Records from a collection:
<<<<

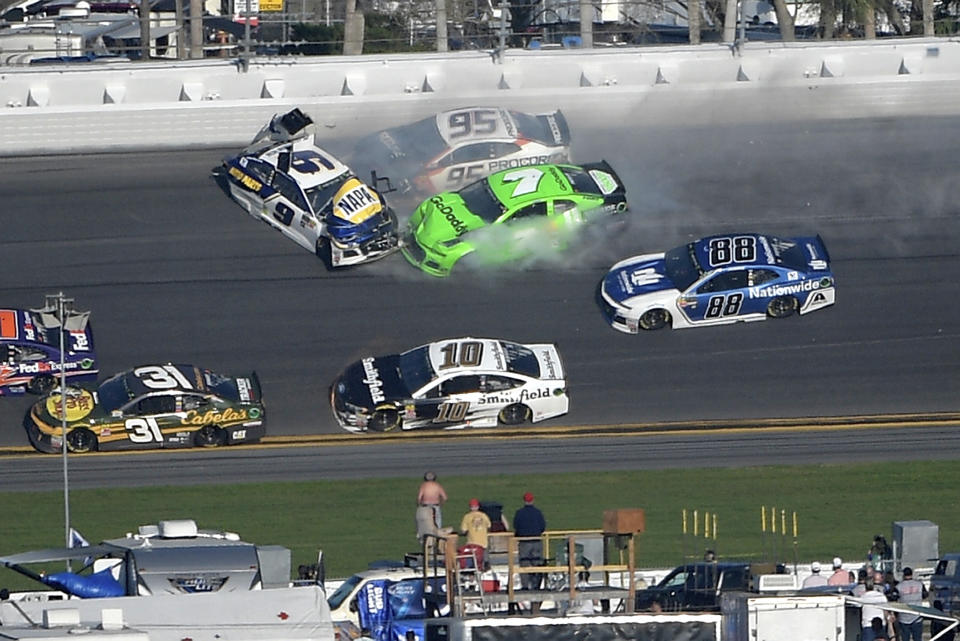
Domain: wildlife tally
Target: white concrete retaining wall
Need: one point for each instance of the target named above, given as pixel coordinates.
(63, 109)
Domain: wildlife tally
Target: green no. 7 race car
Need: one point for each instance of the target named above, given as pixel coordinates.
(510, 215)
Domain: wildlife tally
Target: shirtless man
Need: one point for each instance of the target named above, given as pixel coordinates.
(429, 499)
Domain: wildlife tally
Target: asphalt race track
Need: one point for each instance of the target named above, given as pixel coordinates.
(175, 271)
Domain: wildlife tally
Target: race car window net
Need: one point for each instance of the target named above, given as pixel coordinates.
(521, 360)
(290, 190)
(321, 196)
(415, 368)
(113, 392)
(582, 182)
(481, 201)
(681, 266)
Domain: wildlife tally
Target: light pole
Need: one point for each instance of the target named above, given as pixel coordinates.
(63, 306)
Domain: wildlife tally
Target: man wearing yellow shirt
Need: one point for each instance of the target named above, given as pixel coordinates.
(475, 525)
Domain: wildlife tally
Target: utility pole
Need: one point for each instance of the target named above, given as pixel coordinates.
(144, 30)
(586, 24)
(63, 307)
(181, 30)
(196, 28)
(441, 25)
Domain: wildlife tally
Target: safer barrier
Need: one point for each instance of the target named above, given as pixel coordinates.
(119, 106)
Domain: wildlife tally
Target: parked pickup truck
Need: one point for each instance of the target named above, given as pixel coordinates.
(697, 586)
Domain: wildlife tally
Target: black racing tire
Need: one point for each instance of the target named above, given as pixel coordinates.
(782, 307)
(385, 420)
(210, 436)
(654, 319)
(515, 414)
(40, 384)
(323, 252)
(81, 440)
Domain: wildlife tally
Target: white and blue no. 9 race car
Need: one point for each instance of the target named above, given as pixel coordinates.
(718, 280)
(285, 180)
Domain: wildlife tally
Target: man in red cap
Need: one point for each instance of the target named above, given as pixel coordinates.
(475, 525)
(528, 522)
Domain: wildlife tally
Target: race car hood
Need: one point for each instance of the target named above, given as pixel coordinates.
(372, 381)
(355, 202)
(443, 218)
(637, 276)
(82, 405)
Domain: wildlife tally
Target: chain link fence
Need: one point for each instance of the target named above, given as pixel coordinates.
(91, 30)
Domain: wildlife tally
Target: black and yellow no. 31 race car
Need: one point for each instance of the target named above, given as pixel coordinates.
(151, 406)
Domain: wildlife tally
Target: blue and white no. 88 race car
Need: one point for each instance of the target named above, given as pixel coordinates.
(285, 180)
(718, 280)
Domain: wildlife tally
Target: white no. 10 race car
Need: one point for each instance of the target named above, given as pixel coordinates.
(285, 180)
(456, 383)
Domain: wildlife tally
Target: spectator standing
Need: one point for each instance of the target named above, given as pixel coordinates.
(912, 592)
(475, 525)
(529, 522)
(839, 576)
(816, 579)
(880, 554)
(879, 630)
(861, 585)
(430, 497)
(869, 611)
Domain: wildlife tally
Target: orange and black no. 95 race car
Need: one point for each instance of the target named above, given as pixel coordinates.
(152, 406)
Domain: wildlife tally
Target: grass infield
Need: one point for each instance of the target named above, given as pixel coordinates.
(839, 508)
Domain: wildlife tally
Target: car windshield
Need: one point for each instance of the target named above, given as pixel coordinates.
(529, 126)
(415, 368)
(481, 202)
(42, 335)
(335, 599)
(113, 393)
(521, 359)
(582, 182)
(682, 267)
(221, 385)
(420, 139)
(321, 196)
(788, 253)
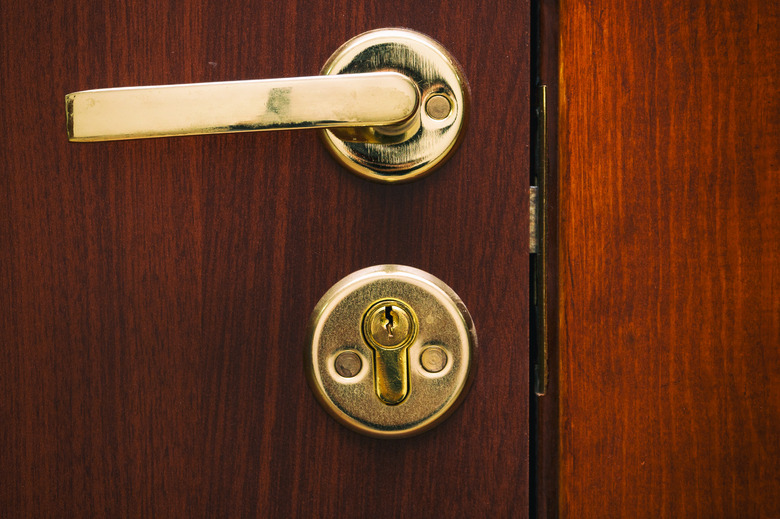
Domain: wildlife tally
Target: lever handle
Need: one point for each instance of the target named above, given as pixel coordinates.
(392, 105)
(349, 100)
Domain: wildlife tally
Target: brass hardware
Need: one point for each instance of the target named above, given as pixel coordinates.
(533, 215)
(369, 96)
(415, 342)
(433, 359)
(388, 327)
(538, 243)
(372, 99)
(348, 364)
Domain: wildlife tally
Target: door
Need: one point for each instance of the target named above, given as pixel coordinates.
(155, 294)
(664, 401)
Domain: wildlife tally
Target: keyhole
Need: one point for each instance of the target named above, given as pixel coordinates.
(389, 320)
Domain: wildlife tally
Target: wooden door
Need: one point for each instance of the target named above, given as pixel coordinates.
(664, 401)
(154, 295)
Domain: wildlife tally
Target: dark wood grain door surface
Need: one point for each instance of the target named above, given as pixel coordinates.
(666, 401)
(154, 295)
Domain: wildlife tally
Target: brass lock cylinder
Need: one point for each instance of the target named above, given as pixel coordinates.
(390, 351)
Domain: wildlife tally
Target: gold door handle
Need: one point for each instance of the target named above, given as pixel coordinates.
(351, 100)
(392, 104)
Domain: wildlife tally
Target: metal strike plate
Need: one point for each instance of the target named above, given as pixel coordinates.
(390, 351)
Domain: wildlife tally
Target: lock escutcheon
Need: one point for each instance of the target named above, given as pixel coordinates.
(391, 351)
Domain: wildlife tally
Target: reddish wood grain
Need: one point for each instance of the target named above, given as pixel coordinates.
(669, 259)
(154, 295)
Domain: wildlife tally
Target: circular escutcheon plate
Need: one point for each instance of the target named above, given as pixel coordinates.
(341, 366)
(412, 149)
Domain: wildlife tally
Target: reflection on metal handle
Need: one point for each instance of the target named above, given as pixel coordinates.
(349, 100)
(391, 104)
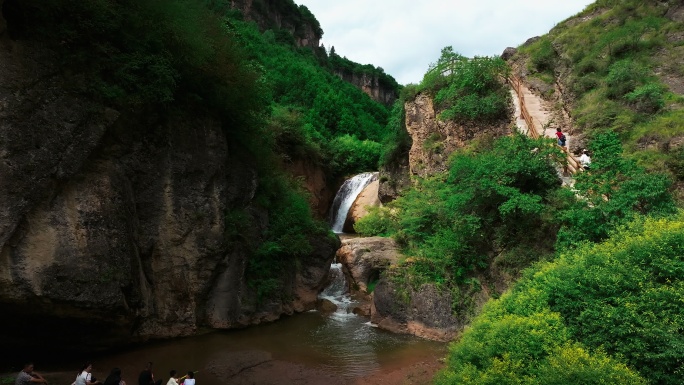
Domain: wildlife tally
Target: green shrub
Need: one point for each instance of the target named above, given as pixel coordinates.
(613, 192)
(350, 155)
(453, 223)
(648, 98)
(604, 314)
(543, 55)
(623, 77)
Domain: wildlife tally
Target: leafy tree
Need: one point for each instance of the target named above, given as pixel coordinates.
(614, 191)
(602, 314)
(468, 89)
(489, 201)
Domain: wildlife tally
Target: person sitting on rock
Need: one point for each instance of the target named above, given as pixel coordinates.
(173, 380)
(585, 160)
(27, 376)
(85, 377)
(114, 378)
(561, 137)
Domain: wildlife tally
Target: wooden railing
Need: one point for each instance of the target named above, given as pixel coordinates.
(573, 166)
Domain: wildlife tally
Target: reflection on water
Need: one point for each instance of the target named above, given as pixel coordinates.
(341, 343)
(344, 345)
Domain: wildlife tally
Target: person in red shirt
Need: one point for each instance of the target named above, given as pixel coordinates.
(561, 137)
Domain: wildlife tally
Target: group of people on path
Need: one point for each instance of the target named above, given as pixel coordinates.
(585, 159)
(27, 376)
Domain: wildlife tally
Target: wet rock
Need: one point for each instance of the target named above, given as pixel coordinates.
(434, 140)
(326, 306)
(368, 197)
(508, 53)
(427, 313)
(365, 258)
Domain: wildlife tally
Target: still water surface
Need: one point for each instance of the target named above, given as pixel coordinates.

>>>>

=== Goal ===
Pull out every line in the material above that contains the word "escutcheon", and copy each one. Case counts.

=== The result ===
Target: lock escutcheon
Target: circular escutcheon plate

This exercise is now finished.